WRITTEN TASK = Reproduce the lines below from the first one through the line with "top-left (361, 259), bottom-right (421, 322)", renaming "detection query" to "search term" and changing nothing else. Return only those lines, without the pictures.

RECORDS TO PROCESS =
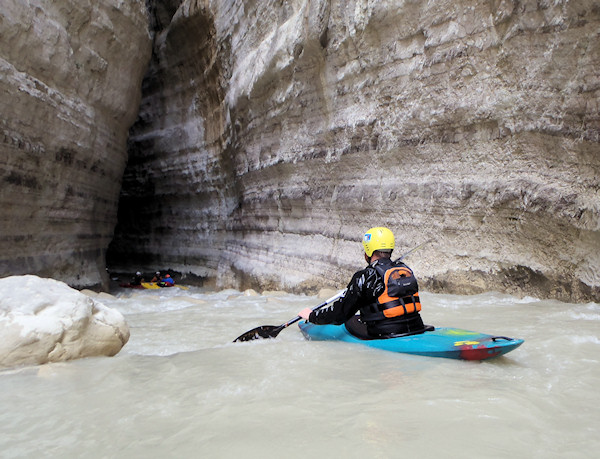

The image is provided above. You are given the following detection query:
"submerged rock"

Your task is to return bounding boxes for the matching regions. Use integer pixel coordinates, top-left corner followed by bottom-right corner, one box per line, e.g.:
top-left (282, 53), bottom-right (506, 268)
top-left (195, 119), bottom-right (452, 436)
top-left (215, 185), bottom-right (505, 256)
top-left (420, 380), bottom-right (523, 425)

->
top-left (0, 275), bottom-right (129, 367)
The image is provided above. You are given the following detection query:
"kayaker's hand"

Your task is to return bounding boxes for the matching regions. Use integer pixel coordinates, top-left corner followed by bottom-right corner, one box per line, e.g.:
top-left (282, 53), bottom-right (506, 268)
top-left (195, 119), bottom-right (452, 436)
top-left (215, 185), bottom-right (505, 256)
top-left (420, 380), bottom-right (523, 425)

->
top-left (298, 308), bottom-right (312, 321)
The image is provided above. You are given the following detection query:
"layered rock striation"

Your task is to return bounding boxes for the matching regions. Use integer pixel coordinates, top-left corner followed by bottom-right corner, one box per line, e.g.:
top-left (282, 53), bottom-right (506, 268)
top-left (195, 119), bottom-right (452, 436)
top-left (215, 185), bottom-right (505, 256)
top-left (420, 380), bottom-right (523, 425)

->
top-left (111, 0), bottom-right (600, 301)
top-left (0, 0), bottom-right (151, 287)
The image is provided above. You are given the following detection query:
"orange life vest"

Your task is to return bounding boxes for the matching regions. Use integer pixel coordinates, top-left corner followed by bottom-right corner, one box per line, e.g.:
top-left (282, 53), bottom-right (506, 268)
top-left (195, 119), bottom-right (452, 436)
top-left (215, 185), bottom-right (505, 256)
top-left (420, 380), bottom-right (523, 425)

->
top-left (361, 259), bottom-right (421, 322)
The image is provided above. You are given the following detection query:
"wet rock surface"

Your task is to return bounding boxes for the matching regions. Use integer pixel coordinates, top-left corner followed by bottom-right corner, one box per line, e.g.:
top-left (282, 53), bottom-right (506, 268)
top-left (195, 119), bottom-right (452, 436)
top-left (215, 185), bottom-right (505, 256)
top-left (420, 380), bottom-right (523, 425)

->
top-left (0, 0), bottom-right (151, 286)
top-left (112, 1), bottom-right (600, 300)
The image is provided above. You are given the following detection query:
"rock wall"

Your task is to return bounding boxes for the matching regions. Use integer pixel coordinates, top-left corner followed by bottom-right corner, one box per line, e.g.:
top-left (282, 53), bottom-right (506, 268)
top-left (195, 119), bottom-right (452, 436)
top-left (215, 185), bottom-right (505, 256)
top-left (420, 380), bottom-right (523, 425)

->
top-left (0, 0), bottom-right (151, 286)
top-left (110, 0), bottom-right (600, 301)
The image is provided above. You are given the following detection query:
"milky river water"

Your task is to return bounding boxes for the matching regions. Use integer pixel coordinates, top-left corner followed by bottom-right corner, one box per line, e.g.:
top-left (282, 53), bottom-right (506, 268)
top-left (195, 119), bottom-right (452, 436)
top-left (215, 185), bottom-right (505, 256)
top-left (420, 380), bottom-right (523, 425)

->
top-left (0, 288), bottom-right (600, 458)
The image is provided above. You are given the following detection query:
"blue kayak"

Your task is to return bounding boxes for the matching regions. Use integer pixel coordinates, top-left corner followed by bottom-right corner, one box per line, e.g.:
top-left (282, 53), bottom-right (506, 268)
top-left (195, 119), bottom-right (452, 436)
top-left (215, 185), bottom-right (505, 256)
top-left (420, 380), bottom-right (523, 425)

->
top-left (298, 318), bottom-right (523, 360)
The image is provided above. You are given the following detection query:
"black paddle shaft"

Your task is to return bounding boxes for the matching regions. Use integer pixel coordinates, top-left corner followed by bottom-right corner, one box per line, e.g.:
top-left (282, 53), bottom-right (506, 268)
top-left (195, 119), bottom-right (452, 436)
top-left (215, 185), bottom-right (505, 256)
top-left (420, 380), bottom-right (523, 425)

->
top-left (233, 289), bottom-right (346, 343)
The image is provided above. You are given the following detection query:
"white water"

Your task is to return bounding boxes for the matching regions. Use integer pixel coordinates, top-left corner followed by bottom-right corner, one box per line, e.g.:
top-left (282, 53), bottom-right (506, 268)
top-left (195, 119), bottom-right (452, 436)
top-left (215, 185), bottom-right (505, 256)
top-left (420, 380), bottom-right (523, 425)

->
top-left (0, 289), bottom-right (600, 459)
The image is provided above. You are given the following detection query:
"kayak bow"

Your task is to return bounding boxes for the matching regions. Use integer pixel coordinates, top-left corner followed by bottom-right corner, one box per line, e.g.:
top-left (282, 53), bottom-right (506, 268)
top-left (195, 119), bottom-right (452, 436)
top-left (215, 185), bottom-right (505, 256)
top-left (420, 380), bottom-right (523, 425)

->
top-left (298, 321), bottom-right (523, 360)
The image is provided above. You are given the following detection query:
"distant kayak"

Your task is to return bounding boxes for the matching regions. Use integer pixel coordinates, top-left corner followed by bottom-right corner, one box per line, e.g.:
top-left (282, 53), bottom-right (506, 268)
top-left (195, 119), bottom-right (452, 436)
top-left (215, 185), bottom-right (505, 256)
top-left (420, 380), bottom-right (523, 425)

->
top-left (298, 316), bottom-right (523, 360)
top-left (119, 282), bottom-right (189, 290)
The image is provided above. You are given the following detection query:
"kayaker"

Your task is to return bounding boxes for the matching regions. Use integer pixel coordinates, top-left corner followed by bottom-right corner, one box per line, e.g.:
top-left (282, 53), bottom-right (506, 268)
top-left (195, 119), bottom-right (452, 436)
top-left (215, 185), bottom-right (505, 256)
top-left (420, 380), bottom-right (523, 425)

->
top-left (131, 271), bottom-right (144, 285)
top-left (298, 227), bottom-right (425, 338)
top-left (158, 274), bottom-right (175, 287)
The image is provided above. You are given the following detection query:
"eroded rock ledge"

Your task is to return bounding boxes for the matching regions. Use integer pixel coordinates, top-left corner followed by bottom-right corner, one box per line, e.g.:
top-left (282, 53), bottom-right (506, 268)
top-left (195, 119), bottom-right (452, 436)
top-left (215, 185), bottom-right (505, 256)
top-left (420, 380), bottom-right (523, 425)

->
top-left (112, 0), bottom-right (600, 301)
top-left (0, 0), bottom-right (151, 287)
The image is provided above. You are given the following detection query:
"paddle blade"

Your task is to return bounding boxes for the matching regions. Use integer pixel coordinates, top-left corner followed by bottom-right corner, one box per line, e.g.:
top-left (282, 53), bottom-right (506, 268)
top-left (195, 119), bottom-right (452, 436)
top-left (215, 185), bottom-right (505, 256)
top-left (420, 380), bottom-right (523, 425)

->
top-left (233, 325), bottom-right (283, 343)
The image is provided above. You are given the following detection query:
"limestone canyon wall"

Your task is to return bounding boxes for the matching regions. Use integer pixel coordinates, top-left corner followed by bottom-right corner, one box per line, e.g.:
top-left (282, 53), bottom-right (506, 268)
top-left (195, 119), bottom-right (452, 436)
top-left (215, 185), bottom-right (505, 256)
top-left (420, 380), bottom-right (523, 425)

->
top-left (110, 0), bottom-right (600, 301)
top-left (0, 0), bottom-right (151, 286)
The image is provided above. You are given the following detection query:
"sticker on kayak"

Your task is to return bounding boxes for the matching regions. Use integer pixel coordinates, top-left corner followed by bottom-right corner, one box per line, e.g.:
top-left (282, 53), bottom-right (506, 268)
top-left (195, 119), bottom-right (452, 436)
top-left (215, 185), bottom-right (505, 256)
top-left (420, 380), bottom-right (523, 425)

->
top-left (444, 328), bottom-right (481, 336)
top-left (454, 341), bottom-right (479, 346)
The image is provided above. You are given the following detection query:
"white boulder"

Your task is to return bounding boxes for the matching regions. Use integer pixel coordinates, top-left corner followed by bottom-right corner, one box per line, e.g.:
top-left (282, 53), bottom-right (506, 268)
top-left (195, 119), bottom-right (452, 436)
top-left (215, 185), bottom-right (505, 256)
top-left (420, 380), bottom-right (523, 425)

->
top-left (0, 275), bottom-right (129, 368)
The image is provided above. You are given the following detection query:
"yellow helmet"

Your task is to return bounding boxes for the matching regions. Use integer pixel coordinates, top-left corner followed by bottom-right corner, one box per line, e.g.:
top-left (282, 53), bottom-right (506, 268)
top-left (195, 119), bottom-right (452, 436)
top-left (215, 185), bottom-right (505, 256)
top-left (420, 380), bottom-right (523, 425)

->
top-left (363, 226), bottom-right (394, 257)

THE SOLUTION =
The image is provided above. You are given the following search term:
"submerged rock"

Your task is to return bounding boxes for the matching regions. Use integer pixel coordinates, top-left corner followed by bottom-right corner, one box per line, e.g.:
top-left (282, 53), bottom-right (506, 268)
top-left (195, 119), bottom-right (452, 436)
top-left (215, 185), bottom-right (505, 256)
top-left (420, 380), bottom-right (523, 425)

->
top-left (0, 275), bottom-right (129, 367)
The image is provided above. You are given the following search term:
"kayaker's hand"

Your task is to return bounding boxes for the matching regions. Use integer pixel coordinates, top-left corner followed by bottom-right corner, one box per line, e.g.:
top-left (282, 53), bottom-right (506, 268)
top-left (195, 119), bottom-right (452, 436)
top-left (215, 185), bottom-right (505, 256)
top-left (420, 380), bottom-right (523, 425)

->
top-left (298, 308), bottom-right (312, 321)
The image is provided above. You are given the following search term:
"layered rock striation"

Your task is to return bounding boxes for the matching regions. Use integer pixel coordinates, top-left corner followed by bottom-right corner, one box per line, e.g.:
top-left (282, 53), bottom-right (506, 268)
top-left (195, 119), bottom-right (452, 436)
top-left (215, 185), bottom-right (505, 256)
top-left (420, 380), bottom-right (523, 425)

->
top-left (111, 0), bottom-right (600, 301)
top-left (0, 0), bottom-right (151, 287)
The image is provided above. You are given the following search term:
"orange life vest"

Your task is to return bounding boxes for the matching regions. Use integer pixel coordinates, top-left corner followed by bottom-right corner, one box per line, e.g.:
top-left (282, 53), bottom-right (506, 268)
top-left (195, 119), bottom-right (452, 436)
top-left (215, 185), bottom-right (505, 256)
top-left (420, 380), bottom-right (523, 425)

->
top-left (361, 259), bottom-right (421, 322)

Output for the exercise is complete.